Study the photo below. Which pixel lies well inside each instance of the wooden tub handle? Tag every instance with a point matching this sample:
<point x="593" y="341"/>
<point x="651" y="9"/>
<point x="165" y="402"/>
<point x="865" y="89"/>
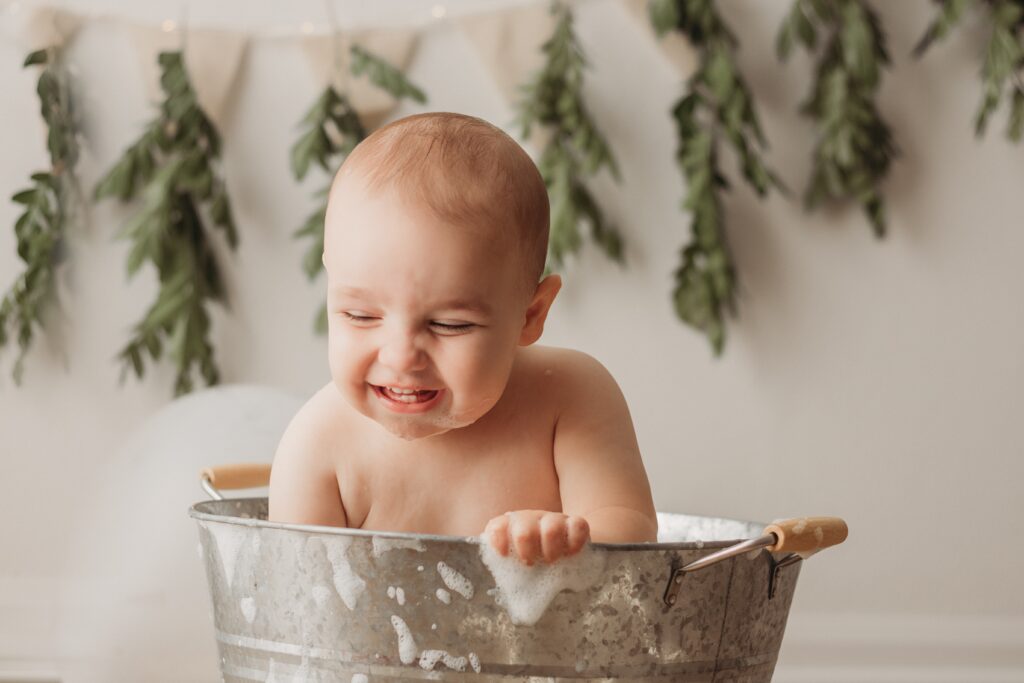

• • • • • • •

Could you restate the entries word for word, skipping any pictures?

Study the photo below. Which pixel lies well inside each instance of the wooden tub handle? Tag every instance with a point matching this sample:
<point x="593" y="341"/>
<point x="651" y="9"/>
<point x="165" y="402"/>
<point x="865" y="89"/>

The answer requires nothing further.